### THE REQUEST
Everything from the line containing "of the wrist" through the final line of the records must be transcribed verbatim; nothing else belongs in the result.

### ENTRIES SUPPLIED
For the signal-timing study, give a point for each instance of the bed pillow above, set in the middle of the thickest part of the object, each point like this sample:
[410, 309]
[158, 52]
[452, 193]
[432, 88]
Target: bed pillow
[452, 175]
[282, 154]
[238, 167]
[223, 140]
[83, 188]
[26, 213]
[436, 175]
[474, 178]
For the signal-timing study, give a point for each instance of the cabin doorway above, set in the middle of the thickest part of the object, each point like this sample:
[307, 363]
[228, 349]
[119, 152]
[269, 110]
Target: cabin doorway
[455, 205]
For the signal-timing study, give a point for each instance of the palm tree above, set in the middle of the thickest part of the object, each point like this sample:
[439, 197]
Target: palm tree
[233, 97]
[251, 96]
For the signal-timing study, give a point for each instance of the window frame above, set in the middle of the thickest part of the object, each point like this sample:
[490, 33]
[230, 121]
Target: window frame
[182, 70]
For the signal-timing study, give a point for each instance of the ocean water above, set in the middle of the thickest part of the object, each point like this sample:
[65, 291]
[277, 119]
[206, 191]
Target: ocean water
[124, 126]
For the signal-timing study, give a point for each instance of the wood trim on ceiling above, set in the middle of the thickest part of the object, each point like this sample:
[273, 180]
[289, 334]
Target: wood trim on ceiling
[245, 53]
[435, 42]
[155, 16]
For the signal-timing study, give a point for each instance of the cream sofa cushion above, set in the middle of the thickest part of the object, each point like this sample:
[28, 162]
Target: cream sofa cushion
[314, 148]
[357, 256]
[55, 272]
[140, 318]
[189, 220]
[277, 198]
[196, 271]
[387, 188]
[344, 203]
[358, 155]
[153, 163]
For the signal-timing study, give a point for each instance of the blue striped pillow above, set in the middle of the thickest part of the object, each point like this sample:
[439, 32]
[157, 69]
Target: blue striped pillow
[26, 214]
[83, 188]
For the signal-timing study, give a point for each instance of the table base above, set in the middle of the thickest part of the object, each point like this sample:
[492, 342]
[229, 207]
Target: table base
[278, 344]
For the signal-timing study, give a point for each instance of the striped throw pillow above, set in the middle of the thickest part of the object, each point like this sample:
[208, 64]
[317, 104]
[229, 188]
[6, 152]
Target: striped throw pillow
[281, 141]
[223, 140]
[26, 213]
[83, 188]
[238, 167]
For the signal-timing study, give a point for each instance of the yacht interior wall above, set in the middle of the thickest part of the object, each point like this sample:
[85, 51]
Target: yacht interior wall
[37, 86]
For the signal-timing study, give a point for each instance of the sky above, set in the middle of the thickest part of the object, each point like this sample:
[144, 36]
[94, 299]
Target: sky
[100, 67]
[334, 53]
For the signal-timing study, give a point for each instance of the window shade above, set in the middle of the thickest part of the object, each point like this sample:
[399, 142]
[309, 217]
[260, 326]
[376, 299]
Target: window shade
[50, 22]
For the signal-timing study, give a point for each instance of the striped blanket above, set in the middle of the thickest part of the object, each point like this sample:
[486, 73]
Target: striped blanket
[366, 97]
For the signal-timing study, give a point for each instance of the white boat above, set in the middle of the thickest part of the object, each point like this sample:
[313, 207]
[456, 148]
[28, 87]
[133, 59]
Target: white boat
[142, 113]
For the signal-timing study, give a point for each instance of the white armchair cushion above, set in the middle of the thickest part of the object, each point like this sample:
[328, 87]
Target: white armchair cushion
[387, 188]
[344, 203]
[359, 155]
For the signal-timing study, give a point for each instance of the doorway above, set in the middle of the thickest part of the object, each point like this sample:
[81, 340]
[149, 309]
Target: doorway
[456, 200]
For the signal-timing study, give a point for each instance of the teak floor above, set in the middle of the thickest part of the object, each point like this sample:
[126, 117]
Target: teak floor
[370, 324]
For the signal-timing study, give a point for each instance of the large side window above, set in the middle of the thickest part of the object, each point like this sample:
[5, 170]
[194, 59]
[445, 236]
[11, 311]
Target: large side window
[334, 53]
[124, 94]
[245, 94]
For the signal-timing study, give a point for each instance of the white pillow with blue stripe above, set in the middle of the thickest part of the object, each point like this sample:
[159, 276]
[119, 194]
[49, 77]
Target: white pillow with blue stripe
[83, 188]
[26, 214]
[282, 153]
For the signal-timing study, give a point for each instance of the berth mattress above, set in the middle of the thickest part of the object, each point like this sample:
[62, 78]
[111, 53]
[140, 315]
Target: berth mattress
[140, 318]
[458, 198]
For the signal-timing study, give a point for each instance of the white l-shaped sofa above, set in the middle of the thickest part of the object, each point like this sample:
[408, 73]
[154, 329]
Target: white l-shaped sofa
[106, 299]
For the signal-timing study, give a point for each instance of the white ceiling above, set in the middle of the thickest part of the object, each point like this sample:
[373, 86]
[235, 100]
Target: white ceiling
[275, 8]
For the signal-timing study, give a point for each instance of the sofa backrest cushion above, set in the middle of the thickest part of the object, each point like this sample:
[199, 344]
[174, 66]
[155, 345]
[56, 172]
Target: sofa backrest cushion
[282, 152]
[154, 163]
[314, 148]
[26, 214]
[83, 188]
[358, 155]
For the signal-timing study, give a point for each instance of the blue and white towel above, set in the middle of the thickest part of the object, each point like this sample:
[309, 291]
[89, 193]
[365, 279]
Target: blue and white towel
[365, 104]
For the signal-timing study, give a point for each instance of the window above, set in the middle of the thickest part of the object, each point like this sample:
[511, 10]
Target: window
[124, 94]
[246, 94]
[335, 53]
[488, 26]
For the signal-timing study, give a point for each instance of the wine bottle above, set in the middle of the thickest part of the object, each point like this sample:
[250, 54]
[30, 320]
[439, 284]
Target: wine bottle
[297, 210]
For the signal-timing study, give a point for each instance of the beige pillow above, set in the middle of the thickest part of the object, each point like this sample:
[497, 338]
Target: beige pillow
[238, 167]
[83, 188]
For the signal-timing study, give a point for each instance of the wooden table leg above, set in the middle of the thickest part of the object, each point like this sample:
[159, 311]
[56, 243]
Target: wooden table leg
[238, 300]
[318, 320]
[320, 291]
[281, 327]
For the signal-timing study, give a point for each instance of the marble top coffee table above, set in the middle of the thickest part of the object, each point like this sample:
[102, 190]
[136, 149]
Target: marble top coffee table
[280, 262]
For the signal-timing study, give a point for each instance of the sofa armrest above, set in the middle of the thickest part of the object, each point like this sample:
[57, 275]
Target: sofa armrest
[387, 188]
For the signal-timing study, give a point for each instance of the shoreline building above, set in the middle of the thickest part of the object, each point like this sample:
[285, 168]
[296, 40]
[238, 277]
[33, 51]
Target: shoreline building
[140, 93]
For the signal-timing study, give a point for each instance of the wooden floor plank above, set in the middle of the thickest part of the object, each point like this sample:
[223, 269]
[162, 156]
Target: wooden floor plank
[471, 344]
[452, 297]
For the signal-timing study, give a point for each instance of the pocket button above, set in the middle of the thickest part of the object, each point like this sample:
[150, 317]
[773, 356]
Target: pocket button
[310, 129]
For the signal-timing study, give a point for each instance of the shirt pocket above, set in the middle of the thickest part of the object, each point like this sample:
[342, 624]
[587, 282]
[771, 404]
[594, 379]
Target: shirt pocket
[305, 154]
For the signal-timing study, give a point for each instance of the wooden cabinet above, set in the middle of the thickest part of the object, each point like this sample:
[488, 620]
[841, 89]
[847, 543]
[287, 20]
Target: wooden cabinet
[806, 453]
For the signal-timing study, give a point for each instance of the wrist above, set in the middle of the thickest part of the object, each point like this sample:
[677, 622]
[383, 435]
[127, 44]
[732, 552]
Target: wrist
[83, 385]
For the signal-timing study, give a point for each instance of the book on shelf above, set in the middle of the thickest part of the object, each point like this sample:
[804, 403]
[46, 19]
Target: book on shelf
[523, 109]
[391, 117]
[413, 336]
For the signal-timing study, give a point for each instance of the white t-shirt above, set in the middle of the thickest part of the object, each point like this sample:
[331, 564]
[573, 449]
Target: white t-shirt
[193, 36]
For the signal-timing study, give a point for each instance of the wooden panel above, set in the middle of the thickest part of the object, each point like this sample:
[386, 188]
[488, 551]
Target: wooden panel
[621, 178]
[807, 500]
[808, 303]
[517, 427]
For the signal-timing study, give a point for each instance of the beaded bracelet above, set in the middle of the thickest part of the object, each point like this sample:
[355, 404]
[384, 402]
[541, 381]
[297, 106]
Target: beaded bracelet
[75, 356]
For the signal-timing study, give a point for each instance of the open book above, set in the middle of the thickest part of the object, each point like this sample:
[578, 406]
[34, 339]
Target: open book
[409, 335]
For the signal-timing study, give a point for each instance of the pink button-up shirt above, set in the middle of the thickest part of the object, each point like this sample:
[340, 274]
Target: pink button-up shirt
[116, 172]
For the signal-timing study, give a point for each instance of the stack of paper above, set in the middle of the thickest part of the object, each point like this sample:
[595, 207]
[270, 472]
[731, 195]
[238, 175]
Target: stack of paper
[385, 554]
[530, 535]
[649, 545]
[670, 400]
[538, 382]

### OUTPUT FOR THIS EXERCISE
For the signal-timing study, give a point for each instance of the wrist above, set in the middle of the thickest part of the object, each point like this sample:
[677, 622]
[383, 435]
[127, 44]
[732, 552]
Target: wrist
[83, 385]
For the signal-timing study, give a point for each instance of the book on shelf above, set in the middle of the thickest part of the object, each point like this sample:
[804, 403]
[46, 19]
Target: book on shelf
[523, 109]
[391, 117]
[413, 336]
For the signal-timing study, give a point for each instance of the white t-shirt above, set in the middle of the thickest part of the object, each point like this sample:
[331, 564]
[573, 449]
Target: white t-shirt
[193, 36]
For the signal-timing study, give a point for each instance of the wooden panel above, set in the middle of the thickest part of the object, each point like this sample:
[386, 188]
[488, 551]
Target: wooden panel
[621, 178]
[807, 500]
[808, 303]
[517, 427]
For the signal-timing study, give a point for each instance of the beaded bracelet above, set in the middle of the thickest part of the object, each point like this sample:
[355, 404]
[384, 402]
[541, 381]
[297, 106]
Target: beaded bracelet
[75, 356]
For the signal-timing study, give a point for each instance of the open book above, set in the middle of the thickest part of the object, each point like this sample:
[578, 406]
[34, 339]
Target: open book
[409, 335]
For the signal-timing study, give a point for each instance of the pink button-up shirt above, set in the middle of the thickest part of the object, each point like this sample:
[340, 274]
Target: pink button-up shirt
[116, 172]
For the signal-timing study, give a point for each instance of the stack of paper above, set in the middle of the thickest part of the object, each point like this sample:
[595, 207]
[270, 472]
[731, 195]
[238, 175]
Target: stack of paper
[385, 554]
[530, 535]
[649, 545]
[670, 400]
[538, 382]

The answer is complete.